Could you give the number of lines in the entries below that contain the word "upright"? Only the number is wanted.

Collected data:
....

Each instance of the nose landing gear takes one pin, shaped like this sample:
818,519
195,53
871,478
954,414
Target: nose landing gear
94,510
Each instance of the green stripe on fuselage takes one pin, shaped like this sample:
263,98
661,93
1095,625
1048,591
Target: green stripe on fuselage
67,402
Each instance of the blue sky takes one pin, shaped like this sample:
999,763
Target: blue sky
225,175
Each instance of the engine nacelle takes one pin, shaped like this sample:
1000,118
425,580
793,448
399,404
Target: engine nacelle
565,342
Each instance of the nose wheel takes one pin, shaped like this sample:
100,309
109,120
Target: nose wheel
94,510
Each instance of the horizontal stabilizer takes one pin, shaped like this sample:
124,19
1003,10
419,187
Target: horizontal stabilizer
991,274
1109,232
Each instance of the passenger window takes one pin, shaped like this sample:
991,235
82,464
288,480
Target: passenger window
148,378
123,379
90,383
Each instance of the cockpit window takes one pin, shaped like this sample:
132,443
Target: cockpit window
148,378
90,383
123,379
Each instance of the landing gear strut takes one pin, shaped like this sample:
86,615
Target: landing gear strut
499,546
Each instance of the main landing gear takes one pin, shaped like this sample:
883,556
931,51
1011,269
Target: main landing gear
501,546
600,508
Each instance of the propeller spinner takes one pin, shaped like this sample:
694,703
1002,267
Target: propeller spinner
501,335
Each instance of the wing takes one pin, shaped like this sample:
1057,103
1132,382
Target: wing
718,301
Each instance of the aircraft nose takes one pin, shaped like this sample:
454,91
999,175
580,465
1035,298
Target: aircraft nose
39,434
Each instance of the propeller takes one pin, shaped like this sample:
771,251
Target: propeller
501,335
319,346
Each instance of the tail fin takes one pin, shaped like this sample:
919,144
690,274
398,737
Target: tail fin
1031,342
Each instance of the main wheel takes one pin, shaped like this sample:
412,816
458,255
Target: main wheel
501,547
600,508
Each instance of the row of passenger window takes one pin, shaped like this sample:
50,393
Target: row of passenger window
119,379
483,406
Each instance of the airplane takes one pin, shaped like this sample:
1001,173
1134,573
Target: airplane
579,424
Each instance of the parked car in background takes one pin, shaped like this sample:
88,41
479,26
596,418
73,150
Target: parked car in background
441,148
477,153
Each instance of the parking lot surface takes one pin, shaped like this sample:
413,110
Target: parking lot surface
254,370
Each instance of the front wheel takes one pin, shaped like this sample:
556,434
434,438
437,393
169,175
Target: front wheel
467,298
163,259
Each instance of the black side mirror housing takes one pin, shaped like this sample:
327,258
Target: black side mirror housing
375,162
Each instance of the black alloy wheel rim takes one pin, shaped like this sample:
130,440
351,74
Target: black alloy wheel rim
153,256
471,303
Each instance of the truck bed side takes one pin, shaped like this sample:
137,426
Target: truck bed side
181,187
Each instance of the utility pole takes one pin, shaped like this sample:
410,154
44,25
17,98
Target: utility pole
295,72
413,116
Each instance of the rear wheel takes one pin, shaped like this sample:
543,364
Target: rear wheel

....

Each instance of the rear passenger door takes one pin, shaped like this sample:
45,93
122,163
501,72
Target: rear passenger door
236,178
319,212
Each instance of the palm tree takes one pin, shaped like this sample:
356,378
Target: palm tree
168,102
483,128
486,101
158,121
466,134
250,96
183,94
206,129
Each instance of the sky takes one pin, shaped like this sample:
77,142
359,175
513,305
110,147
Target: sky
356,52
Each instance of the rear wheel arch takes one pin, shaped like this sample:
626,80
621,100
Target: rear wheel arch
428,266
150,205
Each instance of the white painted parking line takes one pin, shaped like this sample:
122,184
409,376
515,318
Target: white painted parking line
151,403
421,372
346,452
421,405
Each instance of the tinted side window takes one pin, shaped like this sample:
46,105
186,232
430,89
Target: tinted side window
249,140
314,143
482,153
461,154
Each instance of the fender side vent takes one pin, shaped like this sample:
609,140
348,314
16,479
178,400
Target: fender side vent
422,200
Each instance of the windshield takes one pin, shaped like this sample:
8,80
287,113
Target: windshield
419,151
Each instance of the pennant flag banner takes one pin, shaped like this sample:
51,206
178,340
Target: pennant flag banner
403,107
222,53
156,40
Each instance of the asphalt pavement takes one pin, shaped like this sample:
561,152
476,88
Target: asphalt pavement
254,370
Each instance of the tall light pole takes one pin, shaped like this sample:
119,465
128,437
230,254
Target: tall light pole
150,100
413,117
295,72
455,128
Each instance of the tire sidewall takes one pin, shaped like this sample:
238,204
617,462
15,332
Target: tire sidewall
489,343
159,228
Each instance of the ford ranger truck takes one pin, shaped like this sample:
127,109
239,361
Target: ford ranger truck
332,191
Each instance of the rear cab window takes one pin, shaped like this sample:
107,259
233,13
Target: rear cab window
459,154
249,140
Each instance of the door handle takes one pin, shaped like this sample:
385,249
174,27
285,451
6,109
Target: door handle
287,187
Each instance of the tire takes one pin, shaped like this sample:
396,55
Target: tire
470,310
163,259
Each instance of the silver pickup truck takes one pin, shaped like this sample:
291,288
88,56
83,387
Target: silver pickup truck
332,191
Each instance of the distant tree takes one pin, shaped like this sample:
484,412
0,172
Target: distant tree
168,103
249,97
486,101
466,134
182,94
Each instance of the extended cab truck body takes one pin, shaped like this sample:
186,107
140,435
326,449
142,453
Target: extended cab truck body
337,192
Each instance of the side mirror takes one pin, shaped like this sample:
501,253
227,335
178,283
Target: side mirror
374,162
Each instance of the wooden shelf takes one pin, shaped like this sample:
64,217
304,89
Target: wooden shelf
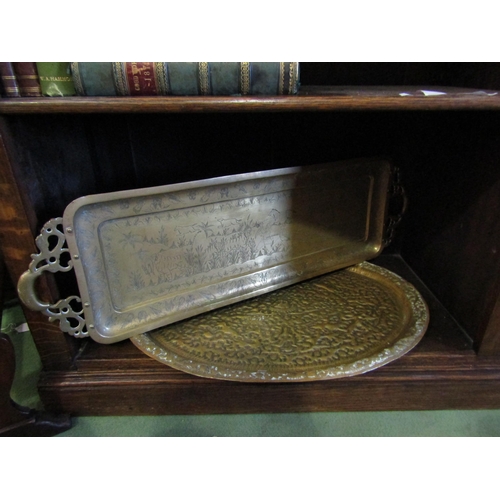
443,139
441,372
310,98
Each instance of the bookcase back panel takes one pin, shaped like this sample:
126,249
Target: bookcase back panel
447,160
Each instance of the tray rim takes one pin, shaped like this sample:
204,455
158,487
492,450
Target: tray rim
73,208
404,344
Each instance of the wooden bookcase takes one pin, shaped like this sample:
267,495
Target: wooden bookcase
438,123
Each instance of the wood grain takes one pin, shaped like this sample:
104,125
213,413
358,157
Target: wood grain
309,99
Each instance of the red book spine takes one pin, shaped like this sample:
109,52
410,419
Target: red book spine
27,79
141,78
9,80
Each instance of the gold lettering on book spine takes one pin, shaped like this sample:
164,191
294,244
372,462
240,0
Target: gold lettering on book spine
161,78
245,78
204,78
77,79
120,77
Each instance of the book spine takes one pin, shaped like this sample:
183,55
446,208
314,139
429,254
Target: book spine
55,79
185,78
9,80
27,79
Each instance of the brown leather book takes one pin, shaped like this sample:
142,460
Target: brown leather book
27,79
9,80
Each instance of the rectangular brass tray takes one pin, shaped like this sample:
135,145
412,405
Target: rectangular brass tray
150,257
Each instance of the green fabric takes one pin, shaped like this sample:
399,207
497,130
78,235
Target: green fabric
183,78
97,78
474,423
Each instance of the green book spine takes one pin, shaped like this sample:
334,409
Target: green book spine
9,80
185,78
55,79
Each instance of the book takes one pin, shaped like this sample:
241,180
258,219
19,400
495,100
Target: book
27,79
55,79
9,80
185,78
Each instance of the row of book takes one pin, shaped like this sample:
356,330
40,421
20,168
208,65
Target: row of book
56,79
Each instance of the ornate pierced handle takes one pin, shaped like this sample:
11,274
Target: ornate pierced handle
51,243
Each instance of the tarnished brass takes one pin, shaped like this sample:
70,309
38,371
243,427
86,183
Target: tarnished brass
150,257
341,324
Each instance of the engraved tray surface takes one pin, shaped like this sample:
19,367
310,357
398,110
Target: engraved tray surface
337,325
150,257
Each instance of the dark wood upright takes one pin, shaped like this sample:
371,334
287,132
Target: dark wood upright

....

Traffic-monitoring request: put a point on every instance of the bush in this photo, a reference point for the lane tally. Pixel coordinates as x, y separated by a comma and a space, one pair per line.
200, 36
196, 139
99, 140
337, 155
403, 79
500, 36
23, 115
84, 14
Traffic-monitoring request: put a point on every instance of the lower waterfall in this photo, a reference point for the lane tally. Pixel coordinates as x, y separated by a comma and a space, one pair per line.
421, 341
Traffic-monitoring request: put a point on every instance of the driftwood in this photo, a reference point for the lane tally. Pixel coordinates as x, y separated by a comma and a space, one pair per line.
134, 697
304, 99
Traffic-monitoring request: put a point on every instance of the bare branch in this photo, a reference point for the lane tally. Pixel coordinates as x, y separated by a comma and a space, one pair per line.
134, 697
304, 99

....

• EXPECTED ANSWER
2